**PASSAGE PROVIDED**
□ □ □ □ □ □ □

Natural Speech Is Not Halting Speech
The objective in ALG is to continually expose your ear to natural speech. When I’m listening to Norwegian spoken quickly, I often wish I could pause the audio and give myself time to process what’s being said.
Frankie does this naturally, with its “one sentence at a time” language study philosophy, but it does not yet handle audio content very well. That’s why I created the quickstudy tool. It’s a fast and dirty engineering mockup that lets me test different possible behaviors and decide what works best before adding the features to Frankie.
Quickstudy includes a slow speech mode that can play the sentences at a slower cadence, emphasizing the spaces between words. This makes it easier to decode the speech into words, but in the context of ALG, that seems a step too far. So I won’t be using the Slow Norsk button during this test.
Similarly, allowing myself to repeat a sentence if I didn’t catch it also misses the point of ALG, so I’ll try to resist using that button too.
Ideally I should be pressing the Next button as fast as possible, pushing my ear to keep up with the natural pace of the speaker, but I’m just not there yet. So I’ll cut myself some slack at the start, and then increase my pace, until I hopefully reach the point where the audio is playing continuously, without any pauses at all.
Switching Lessons Shouldn’t Degrade Fuel Efficiency
The other change I’ve made to quickstudy is that I can now run it on a bunch of lesson bundles at once.

□ □ □ □ □ □ □

**CHALLENGES**
1/ Reproduce the stretch of the passage on natural speech from "Frankie does this" through "during this test.", word for word.
2/ Transcribe the stretch of the records from the line containing "Where can the tall" through the final line of the records, word for word.
The passage and the records come from unrelated sources.

(Stored items)
□ □ □ □ □ □ □

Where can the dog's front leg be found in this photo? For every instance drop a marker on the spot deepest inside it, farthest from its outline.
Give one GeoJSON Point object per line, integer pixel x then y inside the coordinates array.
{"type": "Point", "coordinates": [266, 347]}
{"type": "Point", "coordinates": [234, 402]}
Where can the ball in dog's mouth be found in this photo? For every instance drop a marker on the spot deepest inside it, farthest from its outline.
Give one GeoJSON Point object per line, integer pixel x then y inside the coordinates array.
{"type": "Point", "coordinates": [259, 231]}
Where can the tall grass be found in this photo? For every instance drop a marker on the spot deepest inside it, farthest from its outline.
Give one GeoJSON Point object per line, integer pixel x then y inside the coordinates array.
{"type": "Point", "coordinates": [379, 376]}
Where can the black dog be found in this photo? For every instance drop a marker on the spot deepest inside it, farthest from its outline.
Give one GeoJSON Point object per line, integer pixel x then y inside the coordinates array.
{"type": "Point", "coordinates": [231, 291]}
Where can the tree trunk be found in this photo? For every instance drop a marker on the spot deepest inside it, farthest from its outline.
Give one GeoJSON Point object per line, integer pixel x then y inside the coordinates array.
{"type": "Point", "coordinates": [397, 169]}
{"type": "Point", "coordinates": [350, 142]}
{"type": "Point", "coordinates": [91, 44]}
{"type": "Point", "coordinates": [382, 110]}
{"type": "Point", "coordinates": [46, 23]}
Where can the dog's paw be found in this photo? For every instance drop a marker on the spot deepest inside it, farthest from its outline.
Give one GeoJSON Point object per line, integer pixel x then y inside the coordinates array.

□ □ □ □ □ □ □

**OUTPUTS IN ORDER**
1/
Frankie does this naturally, with its “one sentence at a time” language study philosophy, but it does not yet handle audio content very well. That’s why I created the quickstudy tool. It’s a fast and dirty engineering mockup that lets me test different possible behaviors and decide what works best before adding the features to Frankie.
Quickstudy includes a slow speech mode that can play the sentences at a slower cadence, emphasizing the spaces between words. This makes it easier to decode the speech into words, but in the context of ALG, that seems a step too far. So I won’t be using the Slow Norsk button during this test.

2/
Where can the tall grass be found in this photo? For every instance drop a marker on the spot deepest inside it, farthest from its outline.
Give one GeoJSON Point object per line, integer pixel x then y inside the coordinates array.
{"type": "Point", "coordinates": [379, 376]}
Where can the black dog be found in this photo? For every instance drop a marker on the spot deepest inside it, farthest from its outline.
Give one GeoJSON Point object per line, integer pixel x then y inside the coordinates array.
{"type": "Point", "coordinates": [231, 291]}
Where can the tree trunk be found in this photo? For every instance drop a marker on the spot deepest inside it, farthest from its outline.
Give one GeoJSON Point object per line, integer pixel x then y inside the coordinates array.
{"type": "Point", "coordinates": [397, 169]}
{"type": "Point", "coordinates": [350, 142]}
{"type": "Point", "coordinates": [91, 44]}
{"type": "Point", "coordinates": [382, 110]}
{"type": "Point", "coordinates": [46, 23]}
Where can the dog's paw be found in this photo? For every instance drop a marker on the spot deepest inside it, farthest from its outline.
Give one GeoJSON Point object per line, integer pixel x then y inside the coordinates array.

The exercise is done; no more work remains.